Begin at the line with "Target: wooden table" and write out every line after it, exactly, through the last line below, adding nothing.

*DATA PROVIDED*
************

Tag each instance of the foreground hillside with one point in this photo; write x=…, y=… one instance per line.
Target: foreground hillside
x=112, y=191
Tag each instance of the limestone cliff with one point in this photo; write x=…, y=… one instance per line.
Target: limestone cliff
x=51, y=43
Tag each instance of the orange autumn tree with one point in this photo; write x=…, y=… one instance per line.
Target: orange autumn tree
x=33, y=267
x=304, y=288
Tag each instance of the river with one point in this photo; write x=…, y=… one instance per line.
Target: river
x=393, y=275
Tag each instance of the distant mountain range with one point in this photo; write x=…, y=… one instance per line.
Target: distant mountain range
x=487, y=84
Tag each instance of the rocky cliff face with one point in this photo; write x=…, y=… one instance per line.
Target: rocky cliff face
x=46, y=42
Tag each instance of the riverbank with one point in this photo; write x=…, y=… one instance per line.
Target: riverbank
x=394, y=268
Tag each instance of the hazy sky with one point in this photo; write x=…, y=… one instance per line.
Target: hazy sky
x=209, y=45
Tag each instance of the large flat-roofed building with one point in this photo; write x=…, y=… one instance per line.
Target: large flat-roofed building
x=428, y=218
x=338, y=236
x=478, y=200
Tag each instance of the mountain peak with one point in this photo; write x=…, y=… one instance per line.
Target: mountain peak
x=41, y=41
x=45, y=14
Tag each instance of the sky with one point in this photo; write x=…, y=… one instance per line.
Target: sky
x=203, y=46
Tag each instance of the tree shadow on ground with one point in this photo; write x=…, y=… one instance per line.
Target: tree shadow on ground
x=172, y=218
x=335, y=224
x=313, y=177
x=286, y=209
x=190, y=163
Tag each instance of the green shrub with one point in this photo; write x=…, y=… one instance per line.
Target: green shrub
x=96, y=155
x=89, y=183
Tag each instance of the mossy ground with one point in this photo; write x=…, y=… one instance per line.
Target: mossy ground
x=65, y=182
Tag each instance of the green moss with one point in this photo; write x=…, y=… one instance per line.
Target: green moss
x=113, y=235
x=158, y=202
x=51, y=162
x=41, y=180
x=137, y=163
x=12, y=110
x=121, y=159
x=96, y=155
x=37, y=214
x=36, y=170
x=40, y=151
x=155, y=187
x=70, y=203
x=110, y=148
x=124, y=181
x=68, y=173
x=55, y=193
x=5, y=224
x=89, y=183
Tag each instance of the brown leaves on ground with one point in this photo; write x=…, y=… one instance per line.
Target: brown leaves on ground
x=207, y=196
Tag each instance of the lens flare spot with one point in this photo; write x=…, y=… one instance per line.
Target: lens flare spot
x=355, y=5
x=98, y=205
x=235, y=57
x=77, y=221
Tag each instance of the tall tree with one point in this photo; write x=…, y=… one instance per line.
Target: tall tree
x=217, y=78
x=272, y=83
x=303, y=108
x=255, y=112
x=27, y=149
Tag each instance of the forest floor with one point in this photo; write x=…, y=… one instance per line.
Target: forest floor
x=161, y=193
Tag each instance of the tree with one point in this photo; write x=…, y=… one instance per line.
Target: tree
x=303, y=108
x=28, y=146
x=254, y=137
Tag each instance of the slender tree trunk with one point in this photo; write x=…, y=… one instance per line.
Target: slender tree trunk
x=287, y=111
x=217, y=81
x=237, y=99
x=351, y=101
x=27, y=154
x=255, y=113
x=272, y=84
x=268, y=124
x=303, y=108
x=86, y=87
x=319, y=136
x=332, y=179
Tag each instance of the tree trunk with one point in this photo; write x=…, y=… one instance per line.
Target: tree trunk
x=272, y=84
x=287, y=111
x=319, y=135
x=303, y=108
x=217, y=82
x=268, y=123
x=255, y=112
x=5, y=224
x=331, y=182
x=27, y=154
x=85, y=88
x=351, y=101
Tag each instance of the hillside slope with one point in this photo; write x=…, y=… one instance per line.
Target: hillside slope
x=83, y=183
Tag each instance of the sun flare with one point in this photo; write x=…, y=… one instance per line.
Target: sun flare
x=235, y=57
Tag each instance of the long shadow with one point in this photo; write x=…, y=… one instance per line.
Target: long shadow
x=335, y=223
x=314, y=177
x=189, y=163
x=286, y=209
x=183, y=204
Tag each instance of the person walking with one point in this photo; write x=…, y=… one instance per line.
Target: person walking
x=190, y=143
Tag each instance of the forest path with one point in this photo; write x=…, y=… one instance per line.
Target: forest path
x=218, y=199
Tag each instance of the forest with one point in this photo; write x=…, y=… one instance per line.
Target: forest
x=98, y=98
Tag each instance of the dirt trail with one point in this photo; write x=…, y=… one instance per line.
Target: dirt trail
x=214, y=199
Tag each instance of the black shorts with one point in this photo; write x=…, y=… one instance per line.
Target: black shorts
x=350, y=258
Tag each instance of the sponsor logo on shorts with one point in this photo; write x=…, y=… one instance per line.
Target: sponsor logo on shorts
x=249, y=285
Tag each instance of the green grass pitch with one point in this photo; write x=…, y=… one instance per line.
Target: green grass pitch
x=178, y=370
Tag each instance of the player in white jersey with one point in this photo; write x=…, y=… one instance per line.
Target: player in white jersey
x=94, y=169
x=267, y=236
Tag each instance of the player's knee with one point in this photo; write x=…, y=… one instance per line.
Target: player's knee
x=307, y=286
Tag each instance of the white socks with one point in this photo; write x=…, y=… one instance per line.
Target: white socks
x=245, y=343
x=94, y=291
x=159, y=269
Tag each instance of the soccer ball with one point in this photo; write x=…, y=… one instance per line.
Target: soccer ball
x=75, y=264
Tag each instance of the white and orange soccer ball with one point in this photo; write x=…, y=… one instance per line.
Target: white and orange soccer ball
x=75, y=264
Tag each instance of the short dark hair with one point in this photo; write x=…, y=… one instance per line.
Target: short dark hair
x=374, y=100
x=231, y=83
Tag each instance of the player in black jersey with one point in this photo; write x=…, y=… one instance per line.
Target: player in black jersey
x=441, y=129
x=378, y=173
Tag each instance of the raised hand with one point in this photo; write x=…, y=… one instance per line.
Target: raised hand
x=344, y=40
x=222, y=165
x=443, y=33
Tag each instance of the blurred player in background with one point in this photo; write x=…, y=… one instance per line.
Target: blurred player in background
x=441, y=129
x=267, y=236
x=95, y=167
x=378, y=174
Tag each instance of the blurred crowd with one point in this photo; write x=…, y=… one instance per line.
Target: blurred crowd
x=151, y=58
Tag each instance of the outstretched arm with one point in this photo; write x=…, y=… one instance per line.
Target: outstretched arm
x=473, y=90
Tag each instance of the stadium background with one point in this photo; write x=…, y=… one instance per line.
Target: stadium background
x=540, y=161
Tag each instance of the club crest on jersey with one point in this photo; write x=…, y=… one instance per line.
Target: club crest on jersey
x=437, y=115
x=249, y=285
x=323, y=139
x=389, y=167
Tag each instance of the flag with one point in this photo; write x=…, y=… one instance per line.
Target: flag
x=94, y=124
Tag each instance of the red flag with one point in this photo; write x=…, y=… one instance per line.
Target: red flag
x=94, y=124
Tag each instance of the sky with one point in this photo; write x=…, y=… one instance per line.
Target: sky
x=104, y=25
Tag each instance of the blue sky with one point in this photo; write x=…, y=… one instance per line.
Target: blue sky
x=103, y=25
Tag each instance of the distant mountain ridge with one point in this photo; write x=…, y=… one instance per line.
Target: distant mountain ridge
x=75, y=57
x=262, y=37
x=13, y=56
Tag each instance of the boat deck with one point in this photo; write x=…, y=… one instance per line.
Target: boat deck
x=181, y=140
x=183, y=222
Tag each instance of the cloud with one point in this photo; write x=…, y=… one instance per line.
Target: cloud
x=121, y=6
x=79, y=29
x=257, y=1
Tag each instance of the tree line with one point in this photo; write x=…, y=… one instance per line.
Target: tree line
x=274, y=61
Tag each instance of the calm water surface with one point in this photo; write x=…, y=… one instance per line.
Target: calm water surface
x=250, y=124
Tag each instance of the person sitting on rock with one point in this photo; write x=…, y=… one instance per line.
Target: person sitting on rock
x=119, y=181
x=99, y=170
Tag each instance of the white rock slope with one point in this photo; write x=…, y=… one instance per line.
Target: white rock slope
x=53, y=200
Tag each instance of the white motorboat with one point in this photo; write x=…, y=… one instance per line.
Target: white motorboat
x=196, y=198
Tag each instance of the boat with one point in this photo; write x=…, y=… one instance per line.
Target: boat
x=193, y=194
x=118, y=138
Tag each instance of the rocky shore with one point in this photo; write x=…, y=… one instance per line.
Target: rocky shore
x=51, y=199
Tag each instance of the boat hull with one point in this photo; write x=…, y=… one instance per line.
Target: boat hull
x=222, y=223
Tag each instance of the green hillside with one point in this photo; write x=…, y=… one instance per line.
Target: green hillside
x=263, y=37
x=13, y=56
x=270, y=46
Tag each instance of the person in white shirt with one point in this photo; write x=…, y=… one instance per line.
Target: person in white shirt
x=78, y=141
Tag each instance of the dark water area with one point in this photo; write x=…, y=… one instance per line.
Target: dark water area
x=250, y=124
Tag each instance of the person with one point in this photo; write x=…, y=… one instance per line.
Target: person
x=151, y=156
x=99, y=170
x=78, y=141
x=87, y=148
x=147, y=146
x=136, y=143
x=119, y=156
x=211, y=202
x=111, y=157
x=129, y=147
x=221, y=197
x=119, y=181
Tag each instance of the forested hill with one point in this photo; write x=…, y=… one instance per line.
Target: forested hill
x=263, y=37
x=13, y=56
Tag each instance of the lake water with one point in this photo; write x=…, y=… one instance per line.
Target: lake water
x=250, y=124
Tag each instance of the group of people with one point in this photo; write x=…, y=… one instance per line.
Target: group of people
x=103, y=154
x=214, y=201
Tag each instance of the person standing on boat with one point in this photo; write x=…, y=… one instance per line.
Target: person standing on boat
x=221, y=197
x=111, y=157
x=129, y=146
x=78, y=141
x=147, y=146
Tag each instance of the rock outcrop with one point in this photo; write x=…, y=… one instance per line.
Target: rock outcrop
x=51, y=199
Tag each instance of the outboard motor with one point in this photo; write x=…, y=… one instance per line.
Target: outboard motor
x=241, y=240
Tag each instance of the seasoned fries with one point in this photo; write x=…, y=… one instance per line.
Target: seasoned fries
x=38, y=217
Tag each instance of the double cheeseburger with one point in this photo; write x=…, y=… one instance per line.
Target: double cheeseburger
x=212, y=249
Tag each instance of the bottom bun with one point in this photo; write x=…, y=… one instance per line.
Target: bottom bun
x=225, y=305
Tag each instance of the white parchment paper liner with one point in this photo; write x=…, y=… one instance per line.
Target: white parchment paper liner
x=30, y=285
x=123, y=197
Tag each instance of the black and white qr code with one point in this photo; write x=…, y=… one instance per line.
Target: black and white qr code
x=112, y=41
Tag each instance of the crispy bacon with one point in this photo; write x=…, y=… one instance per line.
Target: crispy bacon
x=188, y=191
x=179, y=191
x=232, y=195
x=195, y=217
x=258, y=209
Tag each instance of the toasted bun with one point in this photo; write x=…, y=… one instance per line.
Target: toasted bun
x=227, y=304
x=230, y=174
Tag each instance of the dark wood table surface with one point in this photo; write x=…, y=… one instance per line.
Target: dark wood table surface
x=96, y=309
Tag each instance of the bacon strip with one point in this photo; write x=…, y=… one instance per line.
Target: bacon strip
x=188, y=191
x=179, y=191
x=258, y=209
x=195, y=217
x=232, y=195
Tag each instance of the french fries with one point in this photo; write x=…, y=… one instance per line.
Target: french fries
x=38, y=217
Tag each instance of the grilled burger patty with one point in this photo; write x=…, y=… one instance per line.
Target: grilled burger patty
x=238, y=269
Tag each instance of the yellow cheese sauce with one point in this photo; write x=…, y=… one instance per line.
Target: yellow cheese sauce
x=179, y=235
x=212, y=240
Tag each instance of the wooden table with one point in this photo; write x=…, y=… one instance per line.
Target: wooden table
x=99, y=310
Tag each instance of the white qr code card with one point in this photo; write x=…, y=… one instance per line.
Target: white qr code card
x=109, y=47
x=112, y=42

************

*TASK ANSWER*
Target: wooden table
x=99, y=310
Tag each instance of the white qr code card with one point in this photo; write x=…, y=… one instance per line.
Target: white qr code card
x=109, y=47
x=112, y=42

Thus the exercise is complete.